___ PROVIDED RECORDS ___
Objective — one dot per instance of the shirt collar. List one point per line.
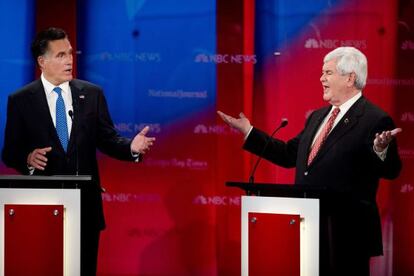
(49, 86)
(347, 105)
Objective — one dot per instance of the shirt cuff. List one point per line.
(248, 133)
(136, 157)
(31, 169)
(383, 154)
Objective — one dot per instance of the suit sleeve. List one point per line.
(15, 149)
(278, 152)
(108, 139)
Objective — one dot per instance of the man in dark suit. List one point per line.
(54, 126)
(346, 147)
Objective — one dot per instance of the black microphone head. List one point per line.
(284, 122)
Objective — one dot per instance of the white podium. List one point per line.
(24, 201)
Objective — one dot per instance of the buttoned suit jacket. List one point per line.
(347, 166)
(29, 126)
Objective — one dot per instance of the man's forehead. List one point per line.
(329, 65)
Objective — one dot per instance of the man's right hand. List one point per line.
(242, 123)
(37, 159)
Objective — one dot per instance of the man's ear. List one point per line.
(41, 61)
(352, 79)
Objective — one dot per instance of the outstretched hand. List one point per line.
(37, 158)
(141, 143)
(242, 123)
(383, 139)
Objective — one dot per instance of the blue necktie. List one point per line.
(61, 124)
___
___ PROVIDED RECORDS ___
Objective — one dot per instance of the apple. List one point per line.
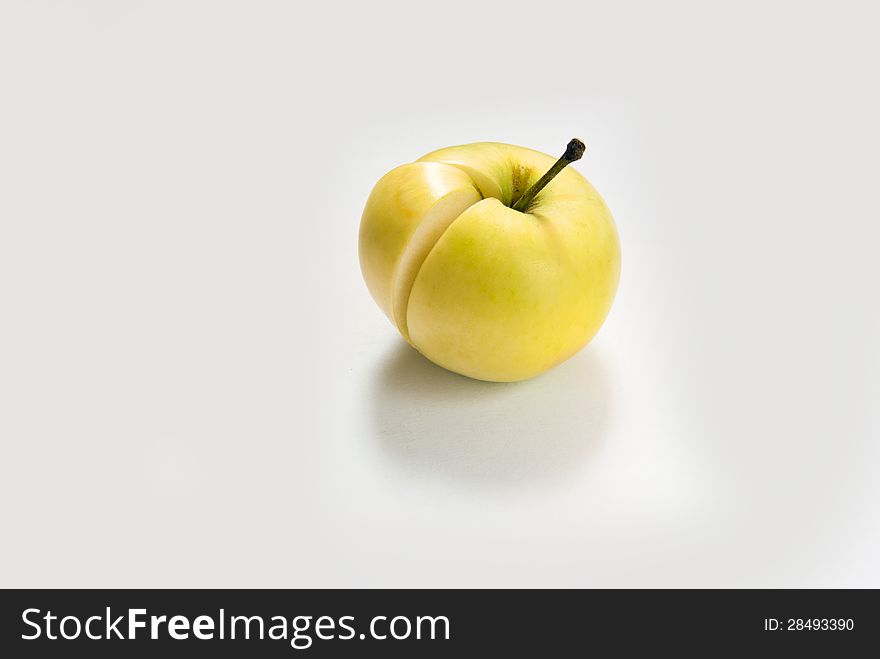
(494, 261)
___
___ PROVIDED RECORDS ___
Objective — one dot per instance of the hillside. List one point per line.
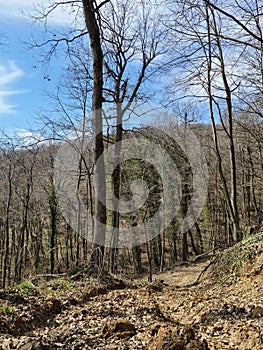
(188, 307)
___
WHAT YOU SHOULD DO: Please extract every line of the records above that contains the word "hand", treating uppercase and lowercase as different.

CORRECT OUTPUT:
Objective — one dot per instance of the man's right hand. List one point per line.
Objective — one dot per instance of the outstretched hand. List one point per line.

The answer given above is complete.